▶ **Text to read**:
SO HOW would you define reputation? What others think of you? How you “come across”? Whether you are trustworthy?
These are all important elements of your personal reputation, but they are also more relevant to business today than they have ever been. For a company, whatever its size, a good reputation is becoming an increasingly important element of their competitive advantage over others in their sector.
In a market environment populated by increasingly empowered customers who have more choice and flexibility in their purchasing decisions than ever before, and who can easily find alternatives to what you offer, your reputation can be the single most important factor which attracts them to you, keeps them with you, and persuades them to tell their friends about you.
Reputation has been called by academics “a collective representation of multiple constituencies”. Whatever that means to you, most definitely reputation is NOT about a self-promoted message.
Reputation is gained, maintained, enhanced or detracted from over time, and it’s a two-way process: Greggs have spent over 70 years consolidating their “reputation for good quality and great value”. It is important to note that ‘brand’ ‘identity/image’ and ‘reputation’ are not interchangeable. Reputation is, unlike the other elements, a two-way street. You have to ask not just yourself, but also all the stakeholders involved: “’What do all the stakeholders in my company think of who we are telling them we are and what we have done to prove that?”
The thing about reputation is that you can’t make it up, nor can you create it overnight. ‘Reputation management’ is a topical buzz word – and increasingly, job description – which implies just that. However if not very carefully integrated over time into daily corporate practice at all levels, with real authenticity and sincerity, trying to manage your corporate reputation is just like managing your own personal popularity. As many tales of celebrities in the fields of film, sport and entertainment have recently testified, that’s an awkward, superficial and potentially self-defeating activity.

▶ **Work required**:
Please carry on the piece about company reputation above, starting right after its final sentence.

▶ **Given material**:
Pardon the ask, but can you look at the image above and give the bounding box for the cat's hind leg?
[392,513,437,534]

▶ **Output of the task**:
A good corporate reputation depends upon some fundamental principles. Employees and management from CEO down need to be absolutely obsessed with the product or service that they represent. They need to work for and deserve the confidence of their consumers.
They must be available where and when their consumer requires them to support the marketing and sales activities of the company. If a mistake is made, the company’s reputation will depend upon admitting that mistake frankly and up front, and doing something about it, not trying to sweep it under the carpet: Toyota’s recent tribulations remind us of that.
Nobody is perfect – individual or corporate – and consumers know this. But that does not mean that they are prepared to be lied to for short term peace of mind. Companies must engage their consumers’ interest, and have something to say to them which adds value to their purchase decisions.
Over an eight-country investigation, researchers have identified the most important influencers of corporate reputation, which we will be assessing during this series on corporate reputation here in the North East.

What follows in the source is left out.